## ABOUT THIS TASK
Reproduce word for word the part of the excerpt on motherhood between "You are probably" and "my main point.", inclusive.

## PAGE EXCERPT
[Start of Attachment]

Eventually, we braved it and walked into the bathroom. We hugged our mother. We cried some more. “I’m sorry,” my mom said minutes later.
I have done this! I have told my little boy that I wanted to leave. And when I did it, that memory flooded back to my brain like a frightful tsunami taking out an entire country. I did exactly what she did. I even went to the bathroom and cried.
I see a lot of my mother in myself. Even though I barely knew her she still has etched herself within the layers of my life. I am passionate and emotional like she was. I’m quirky and fun and love Jesus. My mom was able to make an impression even in such a short time.
You are probably thinking that the whole point I am trying to get at is how us as parents pass on parenting techniques and how what we do will affect our children later on down the road. That is true but surprisingly, not my main point.
What I want others to realize is that I still think of my mom as a wonderful mother. Even amidst the not so lovely times. I still see beauty and joy when I think of her. I knew she loved me and my family. I know that she loved Jesus. Mess ups on her part did not change that.
You see, even though you may have messed up with your kids, or raised your voice or got angry at something minuscule, you are still a good mom. If you are leaning on Jesus, and working to be the best mom you can be, then you are doing well. Jesus has so much grace for us. It is sufficient.

[End of Attachment]

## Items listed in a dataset
[Start of Attachment]

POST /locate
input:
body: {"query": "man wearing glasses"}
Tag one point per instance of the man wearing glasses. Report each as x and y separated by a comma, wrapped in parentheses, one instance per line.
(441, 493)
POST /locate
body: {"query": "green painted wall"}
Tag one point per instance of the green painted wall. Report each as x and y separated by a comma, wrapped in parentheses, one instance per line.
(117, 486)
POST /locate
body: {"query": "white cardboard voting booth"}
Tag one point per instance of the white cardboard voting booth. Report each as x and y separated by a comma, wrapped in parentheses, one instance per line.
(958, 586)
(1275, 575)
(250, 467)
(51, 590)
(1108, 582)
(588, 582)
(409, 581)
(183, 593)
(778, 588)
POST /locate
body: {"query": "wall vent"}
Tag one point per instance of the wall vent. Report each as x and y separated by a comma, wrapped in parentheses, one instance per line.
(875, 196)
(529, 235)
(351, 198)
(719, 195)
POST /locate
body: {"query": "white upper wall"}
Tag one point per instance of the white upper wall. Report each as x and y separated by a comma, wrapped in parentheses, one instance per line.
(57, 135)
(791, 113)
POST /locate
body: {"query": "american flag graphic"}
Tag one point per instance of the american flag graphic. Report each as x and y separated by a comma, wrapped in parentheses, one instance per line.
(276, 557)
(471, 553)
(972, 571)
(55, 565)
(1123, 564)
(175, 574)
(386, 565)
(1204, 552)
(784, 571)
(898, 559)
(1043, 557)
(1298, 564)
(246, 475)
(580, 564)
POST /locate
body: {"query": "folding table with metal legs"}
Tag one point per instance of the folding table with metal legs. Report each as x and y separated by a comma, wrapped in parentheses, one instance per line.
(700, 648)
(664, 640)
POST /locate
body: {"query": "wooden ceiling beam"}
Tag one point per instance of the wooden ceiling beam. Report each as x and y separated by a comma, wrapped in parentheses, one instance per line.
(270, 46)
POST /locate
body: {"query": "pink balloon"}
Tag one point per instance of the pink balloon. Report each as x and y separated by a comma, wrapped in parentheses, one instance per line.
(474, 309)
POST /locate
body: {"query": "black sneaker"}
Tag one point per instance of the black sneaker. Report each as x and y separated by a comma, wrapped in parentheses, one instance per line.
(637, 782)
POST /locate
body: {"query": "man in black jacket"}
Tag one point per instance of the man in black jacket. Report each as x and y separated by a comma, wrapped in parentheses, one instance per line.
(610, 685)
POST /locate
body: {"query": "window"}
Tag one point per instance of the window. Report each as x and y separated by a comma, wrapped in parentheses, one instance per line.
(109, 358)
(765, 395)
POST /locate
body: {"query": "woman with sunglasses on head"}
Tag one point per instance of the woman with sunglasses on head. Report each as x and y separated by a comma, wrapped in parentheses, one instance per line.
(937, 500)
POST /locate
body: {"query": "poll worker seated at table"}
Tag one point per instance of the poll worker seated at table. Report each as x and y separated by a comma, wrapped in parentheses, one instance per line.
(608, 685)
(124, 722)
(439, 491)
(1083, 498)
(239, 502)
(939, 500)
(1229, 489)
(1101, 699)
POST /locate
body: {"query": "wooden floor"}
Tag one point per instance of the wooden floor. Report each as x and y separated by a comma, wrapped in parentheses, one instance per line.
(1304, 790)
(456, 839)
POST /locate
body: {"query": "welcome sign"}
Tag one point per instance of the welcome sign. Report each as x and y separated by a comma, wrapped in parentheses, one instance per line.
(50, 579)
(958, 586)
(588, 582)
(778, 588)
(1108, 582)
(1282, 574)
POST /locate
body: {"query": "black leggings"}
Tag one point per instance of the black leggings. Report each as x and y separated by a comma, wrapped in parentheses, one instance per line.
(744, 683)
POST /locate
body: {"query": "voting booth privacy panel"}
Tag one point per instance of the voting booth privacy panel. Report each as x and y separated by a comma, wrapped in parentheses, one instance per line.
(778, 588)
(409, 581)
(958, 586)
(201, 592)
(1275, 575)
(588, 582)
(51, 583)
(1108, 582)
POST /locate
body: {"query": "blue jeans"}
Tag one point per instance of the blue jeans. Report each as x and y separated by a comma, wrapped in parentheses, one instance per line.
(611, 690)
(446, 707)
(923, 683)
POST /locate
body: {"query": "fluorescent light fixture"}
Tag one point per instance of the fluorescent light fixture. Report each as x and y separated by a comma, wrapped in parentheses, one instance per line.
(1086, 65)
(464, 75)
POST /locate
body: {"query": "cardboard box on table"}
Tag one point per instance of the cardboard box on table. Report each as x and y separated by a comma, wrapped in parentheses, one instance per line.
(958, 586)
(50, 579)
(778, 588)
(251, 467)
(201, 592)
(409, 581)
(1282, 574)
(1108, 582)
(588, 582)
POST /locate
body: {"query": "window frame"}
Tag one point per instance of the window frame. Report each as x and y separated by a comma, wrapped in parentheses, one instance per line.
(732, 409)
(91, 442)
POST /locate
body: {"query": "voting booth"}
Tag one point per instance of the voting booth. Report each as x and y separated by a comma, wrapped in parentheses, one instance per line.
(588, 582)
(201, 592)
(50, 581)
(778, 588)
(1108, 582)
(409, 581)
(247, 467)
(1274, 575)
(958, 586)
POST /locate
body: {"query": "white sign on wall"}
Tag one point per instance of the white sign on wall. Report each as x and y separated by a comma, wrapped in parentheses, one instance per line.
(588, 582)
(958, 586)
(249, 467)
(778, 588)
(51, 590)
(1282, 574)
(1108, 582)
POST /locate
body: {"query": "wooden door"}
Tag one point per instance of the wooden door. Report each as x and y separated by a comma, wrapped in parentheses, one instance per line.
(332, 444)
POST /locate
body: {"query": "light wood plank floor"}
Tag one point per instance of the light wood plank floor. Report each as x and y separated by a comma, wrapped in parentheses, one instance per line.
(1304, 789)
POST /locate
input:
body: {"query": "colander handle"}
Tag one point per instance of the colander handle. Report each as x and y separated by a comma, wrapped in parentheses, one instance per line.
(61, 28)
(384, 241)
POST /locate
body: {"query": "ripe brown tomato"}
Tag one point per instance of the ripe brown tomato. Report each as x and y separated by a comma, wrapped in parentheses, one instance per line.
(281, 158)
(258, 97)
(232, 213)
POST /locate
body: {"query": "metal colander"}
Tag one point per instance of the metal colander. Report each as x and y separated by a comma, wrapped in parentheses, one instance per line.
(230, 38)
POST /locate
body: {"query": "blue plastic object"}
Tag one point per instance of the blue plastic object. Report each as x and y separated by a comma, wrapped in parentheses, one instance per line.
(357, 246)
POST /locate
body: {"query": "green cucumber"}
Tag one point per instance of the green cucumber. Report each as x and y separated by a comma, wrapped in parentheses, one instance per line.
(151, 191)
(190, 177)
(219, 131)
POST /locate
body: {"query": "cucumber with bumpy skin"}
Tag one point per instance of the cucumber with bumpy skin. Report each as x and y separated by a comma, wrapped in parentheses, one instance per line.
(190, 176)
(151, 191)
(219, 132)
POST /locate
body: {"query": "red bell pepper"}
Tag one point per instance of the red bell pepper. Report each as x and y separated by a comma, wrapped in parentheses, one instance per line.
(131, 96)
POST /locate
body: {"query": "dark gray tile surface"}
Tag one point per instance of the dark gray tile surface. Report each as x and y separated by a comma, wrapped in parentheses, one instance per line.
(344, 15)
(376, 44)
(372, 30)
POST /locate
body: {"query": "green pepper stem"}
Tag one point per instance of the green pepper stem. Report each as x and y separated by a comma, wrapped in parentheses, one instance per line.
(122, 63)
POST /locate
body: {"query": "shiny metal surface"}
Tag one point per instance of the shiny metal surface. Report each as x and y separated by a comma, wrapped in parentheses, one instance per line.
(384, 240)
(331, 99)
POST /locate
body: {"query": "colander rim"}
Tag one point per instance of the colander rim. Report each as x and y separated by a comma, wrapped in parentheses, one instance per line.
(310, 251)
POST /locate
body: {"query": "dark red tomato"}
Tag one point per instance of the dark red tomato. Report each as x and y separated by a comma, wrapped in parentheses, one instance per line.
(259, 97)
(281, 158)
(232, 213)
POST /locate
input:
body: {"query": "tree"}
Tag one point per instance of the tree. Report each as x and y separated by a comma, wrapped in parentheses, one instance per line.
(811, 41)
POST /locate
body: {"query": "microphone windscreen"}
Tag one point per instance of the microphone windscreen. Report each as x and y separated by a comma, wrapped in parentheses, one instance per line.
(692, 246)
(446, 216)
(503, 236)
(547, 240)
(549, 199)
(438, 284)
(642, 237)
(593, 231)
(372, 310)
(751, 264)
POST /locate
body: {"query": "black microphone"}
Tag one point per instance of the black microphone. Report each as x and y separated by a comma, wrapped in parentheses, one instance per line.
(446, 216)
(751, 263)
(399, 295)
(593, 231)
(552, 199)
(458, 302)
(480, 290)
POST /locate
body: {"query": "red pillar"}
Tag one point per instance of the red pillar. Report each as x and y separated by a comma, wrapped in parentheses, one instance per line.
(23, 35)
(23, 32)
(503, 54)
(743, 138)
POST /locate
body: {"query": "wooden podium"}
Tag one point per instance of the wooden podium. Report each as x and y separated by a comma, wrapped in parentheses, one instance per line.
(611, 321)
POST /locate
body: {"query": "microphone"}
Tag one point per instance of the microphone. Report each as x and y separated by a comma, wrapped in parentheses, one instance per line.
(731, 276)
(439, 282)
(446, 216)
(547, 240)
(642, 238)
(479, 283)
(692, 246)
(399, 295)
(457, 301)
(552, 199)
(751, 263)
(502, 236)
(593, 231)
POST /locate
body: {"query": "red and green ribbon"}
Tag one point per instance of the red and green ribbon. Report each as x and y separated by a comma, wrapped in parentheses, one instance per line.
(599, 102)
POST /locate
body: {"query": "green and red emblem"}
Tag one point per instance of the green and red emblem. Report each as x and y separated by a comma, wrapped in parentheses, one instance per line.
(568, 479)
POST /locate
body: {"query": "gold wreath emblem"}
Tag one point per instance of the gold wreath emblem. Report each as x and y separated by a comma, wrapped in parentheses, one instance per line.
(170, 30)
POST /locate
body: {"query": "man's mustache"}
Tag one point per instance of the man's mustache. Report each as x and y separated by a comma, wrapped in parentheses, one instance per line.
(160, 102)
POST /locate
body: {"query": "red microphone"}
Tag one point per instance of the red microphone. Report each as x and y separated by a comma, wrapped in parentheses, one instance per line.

[End of Attachment]

## EXERCISE OUTPUT
You are probably thinking that the whole point I am trying to get at is how us as parents pass on parenting techniques and how what we do will affect our children later on down the road. That is true but surprisingly, not my main point.